Raw data
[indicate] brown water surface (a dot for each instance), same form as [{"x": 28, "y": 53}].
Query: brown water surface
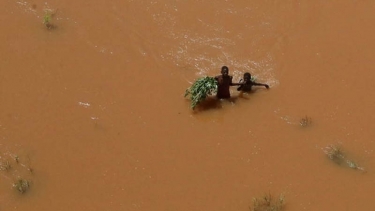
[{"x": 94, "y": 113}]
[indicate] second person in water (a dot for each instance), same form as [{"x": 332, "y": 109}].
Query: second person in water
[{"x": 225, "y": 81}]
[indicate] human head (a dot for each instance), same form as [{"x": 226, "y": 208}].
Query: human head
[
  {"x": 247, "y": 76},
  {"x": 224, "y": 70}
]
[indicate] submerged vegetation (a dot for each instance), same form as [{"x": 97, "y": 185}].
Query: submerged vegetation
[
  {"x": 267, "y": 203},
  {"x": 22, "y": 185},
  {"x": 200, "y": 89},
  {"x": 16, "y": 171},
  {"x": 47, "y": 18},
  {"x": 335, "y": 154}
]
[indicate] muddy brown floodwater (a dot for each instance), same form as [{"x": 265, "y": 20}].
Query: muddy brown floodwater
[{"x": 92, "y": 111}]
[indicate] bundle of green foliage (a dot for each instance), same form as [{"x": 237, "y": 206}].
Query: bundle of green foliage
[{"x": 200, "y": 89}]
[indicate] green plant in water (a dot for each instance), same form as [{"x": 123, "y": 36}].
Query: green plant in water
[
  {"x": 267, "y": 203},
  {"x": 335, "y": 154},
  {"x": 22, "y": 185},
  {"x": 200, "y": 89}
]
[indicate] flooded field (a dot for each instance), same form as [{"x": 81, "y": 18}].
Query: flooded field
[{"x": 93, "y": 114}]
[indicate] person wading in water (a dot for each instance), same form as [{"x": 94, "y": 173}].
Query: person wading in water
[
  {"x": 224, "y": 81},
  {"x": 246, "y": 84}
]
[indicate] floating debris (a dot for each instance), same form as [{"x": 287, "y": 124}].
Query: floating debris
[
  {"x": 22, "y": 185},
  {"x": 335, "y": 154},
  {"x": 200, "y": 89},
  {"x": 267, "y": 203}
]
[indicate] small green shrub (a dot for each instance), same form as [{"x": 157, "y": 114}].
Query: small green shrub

Exercise
Please copy out all of the records above, replacing "a dot for each instance" with "one dot per instance" and changing nothing else. Leave the pictures out.

Answer
[indicate] brown water surface (one dot per instance), same form as [{"x": 28, "y": 53}].
Query: brown water surface
[{"x": 94, "y": 113}]
[indicate] second person in water (one dot per instance), same form as [{"x": 332, "y": 109}].
Query: second person in water
[{"x": 225, "y": 81}]
[indicate] human head (one dot per instance), same form as [{"x": 226, "y": 208}].
Query: human head
[
  {"x": 247, "y": 76},
  {"x": 224, "y": 70}
]
[indicate] submerged vegetation (one dot per instance), same form as [{"x": 97, "y": 185}].
Query: submerged vegetation
[
  {"x": 267, "y": 203},
  {"x": 22, "y": 185},
  {"x": 200, "y": 89},
  {"x": 16, "y": 171},
  {"x": 47, "y": 18},
  {"x": 335, "y": 154}
]
[indicate] muddy brown floodwater (one dot per instance), same form as [{"x": 265, "y": 20}].
Query: muddy brown floodwater
[{"x": 92, "y": 111}]
[indicate] bundle of green foliage (one dot per instance), same form as [{"x": 237, "y": 206}].
Query: bundle of green foliage
[{"x": 200, "y": 89}]
[indicate] green plant in water (one dot per instance), same form as [{"x": 123, "y": 36}].
Query: green plant in water
[
  {"x": 267, "y": 203},
  {"x": 335, "y": 154},
  {"x": 22, "y": 185},
  {"x": 200, "y": 89}
]
[indicate] flooded field (one dot per instance), same form as [{"x": 81, "y": 18}].
Query: flooded field
[{"x": 93, "y": 114}]
[indicate] person wading in water (one dot per instance), same form as [{"x": 94, "y": 173}].
Query: person wading in water
[
  {"x": 224, "y": 81},
  {"x": 246, "y": 84}
]
[indicate] floating debris (one dot per instance), same form as [{"x": 287, "y": 124}].
Query: floating debris
[
  {"x": 22, "y": 185},
  {"x": 335, "y": 154},
  {"x": 200, "y": 89},
  {"x": 267, "y": 203}
]
[indicate] small green shrub (one dot per instance), same form as [{"x": 157, "y": 114}].
Query: small green shrub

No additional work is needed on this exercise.